[Excerpts from a dataset]
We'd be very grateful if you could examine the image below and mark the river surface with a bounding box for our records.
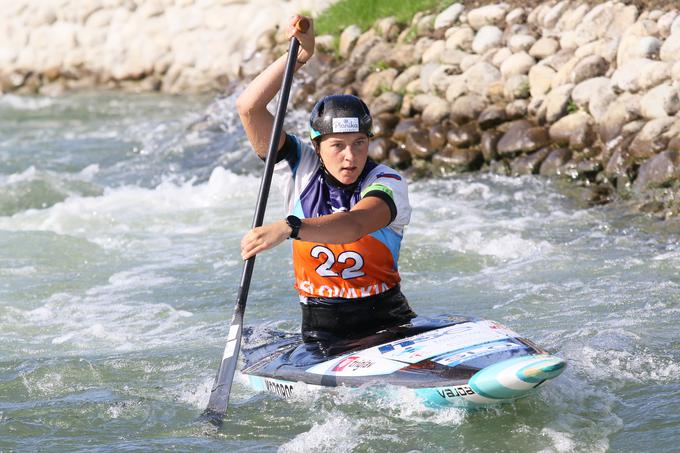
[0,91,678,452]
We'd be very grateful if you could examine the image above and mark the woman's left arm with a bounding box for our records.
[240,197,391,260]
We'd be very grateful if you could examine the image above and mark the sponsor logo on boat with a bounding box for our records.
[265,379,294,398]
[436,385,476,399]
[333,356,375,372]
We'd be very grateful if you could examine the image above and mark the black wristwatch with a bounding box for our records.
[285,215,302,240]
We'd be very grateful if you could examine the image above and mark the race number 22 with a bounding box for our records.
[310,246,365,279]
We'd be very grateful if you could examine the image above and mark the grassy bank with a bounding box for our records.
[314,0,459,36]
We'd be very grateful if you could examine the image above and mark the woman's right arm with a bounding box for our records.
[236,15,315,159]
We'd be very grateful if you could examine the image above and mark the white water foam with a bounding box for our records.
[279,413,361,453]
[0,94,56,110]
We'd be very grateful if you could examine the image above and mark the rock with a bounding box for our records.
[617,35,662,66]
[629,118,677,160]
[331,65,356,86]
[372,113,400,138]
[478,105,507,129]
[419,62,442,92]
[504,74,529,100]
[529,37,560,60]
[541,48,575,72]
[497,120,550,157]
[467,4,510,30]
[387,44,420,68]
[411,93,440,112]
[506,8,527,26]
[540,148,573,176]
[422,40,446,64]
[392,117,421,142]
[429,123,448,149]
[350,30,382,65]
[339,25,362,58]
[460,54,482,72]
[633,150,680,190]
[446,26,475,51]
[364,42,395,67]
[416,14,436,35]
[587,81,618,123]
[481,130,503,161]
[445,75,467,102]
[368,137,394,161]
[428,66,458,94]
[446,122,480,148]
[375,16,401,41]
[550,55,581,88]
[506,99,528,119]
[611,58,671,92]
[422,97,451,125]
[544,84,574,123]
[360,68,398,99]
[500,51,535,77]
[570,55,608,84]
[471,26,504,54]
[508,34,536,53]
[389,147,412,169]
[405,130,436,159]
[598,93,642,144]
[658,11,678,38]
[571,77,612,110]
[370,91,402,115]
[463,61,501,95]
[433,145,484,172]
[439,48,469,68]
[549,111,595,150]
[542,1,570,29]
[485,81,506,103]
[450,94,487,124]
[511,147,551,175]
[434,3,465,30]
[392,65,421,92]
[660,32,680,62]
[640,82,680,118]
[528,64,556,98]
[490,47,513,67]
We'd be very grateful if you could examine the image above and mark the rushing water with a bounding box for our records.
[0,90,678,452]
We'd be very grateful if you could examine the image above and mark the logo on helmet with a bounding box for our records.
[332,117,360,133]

* * *

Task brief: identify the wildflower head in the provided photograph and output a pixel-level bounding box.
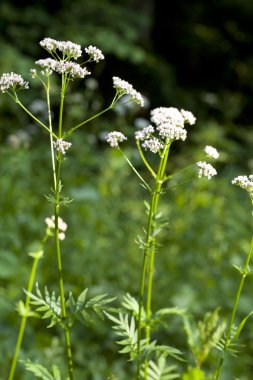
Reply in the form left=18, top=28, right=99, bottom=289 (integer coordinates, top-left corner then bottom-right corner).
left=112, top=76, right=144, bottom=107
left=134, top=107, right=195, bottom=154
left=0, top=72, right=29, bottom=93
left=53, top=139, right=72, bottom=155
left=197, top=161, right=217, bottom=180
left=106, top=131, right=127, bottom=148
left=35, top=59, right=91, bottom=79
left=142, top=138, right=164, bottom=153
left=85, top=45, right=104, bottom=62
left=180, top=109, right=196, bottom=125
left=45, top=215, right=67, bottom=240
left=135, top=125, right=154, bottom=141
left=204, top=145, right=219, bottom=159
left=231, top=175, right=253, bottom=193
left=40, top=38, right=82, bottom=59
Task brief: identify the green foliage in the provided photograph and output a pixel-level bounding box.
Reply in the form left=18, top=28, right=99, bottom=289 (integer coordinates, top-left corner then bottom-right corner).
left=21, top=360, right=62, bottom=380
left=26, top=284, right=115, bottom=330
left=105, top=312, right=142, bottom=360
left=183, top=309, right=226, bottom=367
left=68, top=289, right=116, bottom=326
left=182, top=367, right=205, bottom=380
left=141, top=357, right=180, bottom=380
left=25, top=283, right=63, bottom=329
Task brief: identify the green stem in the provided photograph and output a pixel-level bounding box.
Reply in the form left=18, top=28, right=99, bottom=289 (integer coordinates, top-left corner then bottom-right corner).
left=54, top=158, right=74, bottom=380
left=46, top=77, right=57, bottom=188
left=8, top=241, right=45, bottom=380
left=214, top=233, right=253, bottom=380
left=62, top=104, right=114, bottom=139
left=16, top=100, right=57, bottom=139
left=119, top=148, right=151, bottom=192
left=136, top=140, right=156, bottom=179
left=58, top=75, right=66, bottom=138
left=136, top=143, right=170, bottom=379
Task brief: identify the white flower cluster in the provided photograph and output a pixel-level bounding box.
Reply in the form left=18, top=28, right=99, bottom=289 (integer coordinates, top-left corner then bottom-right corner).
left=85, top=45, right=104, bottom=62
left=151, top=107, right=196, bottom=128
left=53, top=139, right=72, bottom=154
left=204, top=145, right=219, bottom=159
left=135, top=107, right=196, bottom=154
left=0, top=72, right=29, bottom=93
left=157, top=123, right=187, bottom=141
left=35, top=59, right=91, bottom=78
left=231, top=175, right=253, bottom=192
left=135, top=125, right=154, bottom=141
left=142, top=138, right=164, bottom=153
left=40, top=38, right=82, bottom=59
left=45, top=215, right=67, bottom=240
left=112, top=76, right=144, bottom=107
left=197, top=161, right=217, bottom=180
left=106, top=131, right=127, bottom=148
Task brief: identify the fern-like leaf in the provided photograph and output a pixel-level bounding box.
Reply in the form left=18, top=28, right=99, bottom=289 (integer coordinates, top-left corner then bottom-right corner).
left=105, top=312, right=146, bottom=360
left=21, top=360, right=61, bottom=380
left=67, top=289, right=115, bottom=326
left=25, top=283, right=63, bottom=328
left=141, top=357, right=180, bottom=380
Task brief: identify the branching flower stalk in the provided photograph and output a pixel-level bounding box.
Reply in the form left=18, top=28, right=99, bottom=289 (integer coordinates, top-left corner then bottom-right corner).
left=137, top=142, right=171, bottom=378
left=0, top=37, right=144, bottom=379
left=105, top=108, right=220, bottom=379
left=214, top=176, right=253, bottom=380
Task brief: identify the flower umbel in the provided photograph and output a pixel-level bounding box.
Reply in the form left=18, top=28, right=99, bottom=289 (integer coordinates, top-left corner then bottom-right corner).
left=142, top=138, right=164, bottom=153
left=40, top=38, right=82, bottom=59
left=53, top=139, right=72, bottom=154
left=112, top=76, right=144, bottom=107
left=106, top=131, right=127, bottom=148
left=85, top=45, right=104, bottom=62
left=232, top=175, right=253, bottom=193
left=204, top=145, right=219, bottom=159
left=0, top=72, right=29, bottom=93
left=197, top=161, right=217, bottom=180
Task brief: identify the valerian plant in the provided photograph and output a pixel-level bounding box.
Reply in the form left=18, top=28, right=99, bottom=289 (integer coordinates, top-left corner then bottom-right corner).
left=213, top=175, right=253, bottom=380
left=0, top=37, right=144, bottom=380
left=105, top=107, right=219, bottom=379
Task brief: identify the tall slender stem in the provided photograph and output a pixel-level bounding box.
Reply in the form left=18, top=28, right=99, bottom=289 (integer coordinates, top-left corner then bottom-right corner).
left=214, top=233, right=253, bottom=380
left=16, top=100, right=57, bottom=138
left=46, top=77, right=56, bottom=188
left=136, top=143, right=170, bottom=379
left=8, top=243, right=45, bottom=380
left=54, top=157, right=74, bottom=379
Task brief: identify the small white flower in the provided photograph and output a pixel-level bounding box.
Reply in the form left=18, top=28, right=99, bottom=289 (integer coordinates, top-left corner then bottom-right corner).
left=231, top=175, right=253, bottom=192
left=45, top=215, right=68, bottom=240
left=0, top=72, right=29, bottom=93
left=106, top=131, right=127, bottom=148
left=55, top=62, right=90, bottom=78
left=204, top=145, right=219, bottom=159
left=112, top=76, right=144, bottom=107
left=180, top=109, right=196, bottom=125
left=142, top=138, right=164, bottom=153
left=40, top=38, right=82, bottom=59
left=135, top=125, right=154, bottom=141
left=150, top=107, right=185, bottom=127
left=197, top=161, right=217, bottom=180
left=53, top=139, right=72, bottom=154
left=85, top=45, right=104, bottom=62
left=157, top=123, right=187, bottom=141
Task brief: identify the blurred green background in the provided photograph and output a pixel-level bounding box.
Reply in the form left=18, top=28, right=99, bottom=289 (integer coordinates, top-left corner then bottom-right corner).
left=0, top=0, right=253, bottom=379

...

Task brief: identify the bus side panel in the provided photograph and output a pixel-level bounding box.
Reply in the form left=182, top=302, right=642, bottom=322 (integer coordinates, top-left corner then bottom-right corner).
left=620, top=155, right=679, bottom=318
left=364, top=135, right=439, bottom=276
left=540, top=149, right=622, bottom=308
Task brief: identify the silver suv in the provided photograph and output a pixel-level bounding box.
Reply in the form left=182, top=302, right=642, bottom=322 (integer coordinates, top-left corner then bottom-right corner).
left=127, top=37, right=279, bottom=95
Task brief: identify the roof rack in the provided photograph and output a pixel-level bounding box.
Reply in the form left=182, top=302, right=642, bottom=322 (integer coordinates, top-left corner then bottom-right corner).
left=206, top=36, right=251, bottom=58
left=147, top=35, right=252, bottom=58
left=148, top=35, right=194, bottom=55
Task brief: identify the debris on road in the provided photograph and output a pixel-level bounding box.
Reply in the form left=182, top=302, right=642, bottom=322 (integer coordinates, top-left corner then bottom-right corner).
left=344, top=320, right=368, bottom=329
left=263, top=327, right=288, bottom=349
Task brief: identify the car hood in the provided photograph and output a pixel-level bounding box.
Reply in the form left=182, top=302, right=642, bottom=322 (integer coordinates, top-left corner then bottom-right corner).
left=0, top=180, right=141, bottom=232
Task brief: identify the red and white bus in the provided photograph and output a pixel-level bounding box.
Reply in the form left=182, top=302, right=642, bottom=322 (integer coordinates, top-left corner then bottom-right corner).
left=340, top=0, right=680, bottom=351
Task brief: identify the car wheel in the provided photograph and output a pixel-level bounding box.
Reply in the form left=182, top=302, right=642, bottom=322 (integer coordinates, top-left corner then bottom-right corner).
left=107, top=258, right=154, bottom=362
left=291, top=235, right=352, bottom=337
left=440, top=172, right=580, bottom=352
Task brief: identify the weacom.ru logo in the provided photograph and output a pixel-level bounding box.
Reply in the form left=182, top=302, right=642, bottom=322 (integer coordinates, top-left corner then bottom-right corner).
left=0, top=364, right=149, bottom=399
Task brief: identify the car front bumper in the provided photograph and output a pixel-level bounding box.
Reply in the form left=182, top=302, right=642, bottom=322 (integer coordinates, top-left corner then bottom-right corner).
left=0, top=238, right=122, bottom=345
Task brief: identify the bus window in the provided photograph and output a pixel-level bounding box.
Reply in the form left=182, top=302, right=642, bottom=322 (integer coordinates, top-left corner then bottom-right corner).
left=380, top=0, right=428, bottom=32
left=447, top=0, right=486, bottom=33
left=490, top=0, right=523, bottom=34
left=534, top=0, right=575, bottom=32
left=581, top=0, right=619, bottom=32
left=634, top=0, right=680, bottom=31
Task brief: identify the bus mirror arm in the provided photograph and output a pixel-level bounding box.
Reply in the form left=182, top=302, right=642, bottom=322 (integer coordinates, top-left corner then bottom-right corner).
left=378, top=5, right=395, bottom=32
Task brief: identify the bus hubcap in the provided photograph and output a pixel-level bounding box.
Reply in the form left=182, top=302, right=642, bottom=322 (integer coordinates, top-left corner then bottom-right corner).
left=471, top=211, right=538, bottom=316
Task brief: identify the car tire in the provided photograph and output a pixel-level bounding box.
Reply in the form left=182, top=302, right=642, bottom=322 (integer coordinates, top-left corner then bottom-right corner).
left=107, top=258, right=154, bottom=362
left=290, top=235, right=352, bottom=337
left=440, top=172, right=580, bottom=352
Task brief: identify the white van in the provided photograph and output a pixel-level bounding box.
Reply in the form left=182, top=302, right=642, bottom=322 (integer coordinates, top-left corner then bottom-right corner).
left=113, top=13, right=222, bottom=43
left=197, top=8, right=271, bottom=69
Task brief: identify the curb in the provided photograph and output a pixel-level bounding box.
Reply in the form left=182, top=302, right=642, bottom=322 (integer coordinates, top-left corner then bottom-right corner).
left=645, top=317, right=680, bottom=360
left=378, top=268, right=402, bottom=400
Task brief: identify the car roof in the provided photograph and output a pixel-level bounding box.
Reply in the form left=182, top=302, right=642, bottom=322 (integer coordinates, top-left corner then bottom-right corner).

• [WHAT THE TASK ASKS]: Only the lines above starting with the one with "Task brief: identify the fern-like" and going through the one with "Task brief: identify the tall" are to be copied, word for word and with both ends kept.

• [REPLY]:
Task brief: identify the fern-like leaf in the provided photograph and output a pixel-level bounding box.
Reply in the form left=18, top=28, right=99, bottom=289 (integer coordinates, top-left corner then bottom-right corner).
left=105, top=312, right=146, bottom=360
left=21, top=360, right=61, bottom=380
left=67, top=289, right=115, bottom=326
left=25, top=283, right=63, bottom=328
left=141, top=357, right=180, bottom=380
Task brief: identify the branching flower stalk in the provided photograph and output a pixel-level bounding box.
Reply in the form left=18, top=28, right=99, bottom=289 (integer coordinates, top-left corner then bottom-right corner).
left=137, top=142, right=171, bottom=378
left=0, top=37, right=144, bottom=379
left=105, top=108, right=220, bottom=379
left=214, top=176, right=253, bottom=380
Task brief: identify the flower umbel in the provided photograph and output a pixel-level bounding box.
Reply in the form left=18, top=28, right=99, bottom=289 (integer coordinates, top-left corner then bottom-right corner).
left=142, top=138, right=164, bottom=153
left=40, top=38, right=82, bottom=59
left=53, top=139, right=72, bottom=154
left=112, top=76, right=144, bottom=107
left=106, top=131, right=127, bottom=148
left=85, top=45, right=104, bottom=62
left=232, top=175, right=253, bottom=193
left=204, top=145, right=219, bottom=159
left=0, top=72, right=29, bottom=93
left=197, top=161, right=217, bottom=180
Task brief: identify the valerian plant in the provided photograph and output a pixel-level bounding box.
Reply in the form left=18, top=28, right=99, bottom=289 (integer coordinates, top-left corner then bottom-right corner).
left=213, top=175, right=253, bottom=380
left=0, top=37, right=144, bottom=380
left=105, top=107, right=219, bottom=379
Task brief: identify the tall slender stem in the provided photograph and output a pixel-level bounding box.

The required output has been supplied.